◆ **TASK DETAILS**: Count the lines in the rows below that contain the word "bird", treating uppercase and lowercase as different. Reply with the number only.

◆ **RECORDS FOR PROCESSING**:
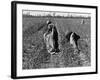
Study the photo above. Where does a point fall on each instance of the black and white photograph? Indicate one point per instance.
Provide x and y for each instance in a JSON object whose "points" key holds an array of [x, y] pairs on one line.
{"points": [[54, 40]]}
---
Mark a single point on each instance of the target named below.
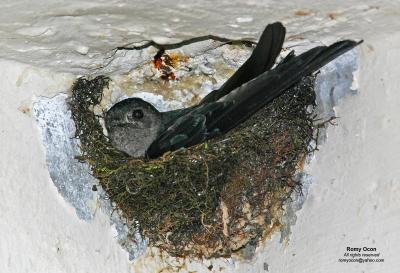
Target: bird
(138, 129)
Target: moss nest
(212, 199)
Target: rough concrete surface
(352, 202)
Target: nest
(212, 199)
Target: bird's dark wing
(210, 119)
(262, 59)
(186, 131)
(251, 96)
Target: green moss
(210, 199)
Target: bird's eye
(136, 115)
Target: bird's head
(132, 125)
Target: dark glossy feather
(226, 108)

◆ **SOLVED PROBLEM**: 4